→ Required work: Retype the following records exactly, with every line and character unchanged.

[Collected data]
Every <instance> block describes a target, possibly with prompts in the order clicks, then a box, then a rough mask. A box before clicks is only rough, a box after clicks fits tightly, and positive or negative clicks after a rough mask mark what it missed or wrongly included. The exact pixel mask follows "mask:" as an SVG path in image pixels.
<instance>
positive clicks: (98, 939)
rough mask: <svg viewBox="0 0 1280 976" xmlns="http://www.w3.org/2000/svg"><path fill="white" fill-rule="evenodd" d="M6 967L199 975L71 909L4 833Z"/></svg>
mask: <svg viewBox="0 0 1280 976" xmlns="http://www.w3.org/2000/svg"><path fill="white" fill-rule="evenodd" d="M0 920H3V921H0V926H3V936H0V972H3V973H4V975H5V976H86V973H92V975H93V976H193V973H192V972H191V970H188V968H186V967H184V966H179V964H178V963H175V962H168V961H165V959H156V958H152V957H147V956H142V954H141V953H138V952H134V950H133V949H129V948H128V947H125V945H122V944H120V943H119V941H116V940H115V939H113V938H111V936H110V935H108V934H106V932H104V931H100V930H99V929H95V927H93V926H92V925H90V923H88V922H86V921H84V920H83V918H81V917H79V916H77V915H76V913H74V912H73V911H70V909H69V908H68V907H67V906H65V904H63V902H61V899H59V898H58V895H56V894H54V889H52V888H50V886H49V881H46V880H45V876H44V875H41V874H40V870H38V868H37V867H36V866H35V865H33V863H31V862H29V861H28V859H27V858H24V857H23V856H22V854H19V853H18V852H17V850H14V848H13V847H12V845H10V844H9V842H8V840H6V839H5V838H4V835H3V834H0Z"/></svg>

→ Exercise output:
Every <instance> block describes a target, possibly with prompts in the order clicks, then a box, then a rough mask. A box before clicks is only rough, a box after clicks fits tightly, and positive or negative clicks after a rough mask mark what it missed or wrongly included. The exact pixel mask follows "mask:" as an SVG path in image pixels.
<instance>
positive clicks: (98, 939)
rough mask: <svg viewBox="0 0 1280 976" xmlns="http://www.w3.org/2000/svg"><path fill="white" fill-rule="evenodd" d="M6 967L199 975L71 909L4 833Z"/></svg>
mask: <svg viewBox="0 0 1280 976" xmlns="http://www.w3.org/2000/svg"><path fill="white" fill-rule="evenodd" d="M0 920H3V921H0V926H3V936H0V972H3V973H4V975H5V976H86V973H92V975H93V976H193V973H192V972H191V970H188V968H186V967H184V966H179V964H178V963H175V962H168V961H165V959H156V958H152V957H147V956H142V954H141V953H138V952H134V950H133V949H129V948H128V947H125V945H122V944H120V943H119V941H116V940H115V939H113V938H111V936H110V935H108V934H106V932H104V931H100V930H99V929H95V927H93V926H92V925H90V923H88V922H86V921H84V920H83V918H81V917H79V916H77V915H76V913H74V912H73V911H70V909H69V908H68V907H67V906H65V904H63V902H61V899H59V898H58V895H56V894H54V889H52V888H50V886H49V881H46V880H45V876H44V875H41V874H40V870H38V868H37V867H36V866H35V865H33V863H31V862H29V861H28V859H27V858H24V857H23V856H22V854H19V853H18V852H17V850H14V848H13V847H12V845H10V844H9V842H8V840H6V839H5V838H4V835H3V834H0Z"/></svg>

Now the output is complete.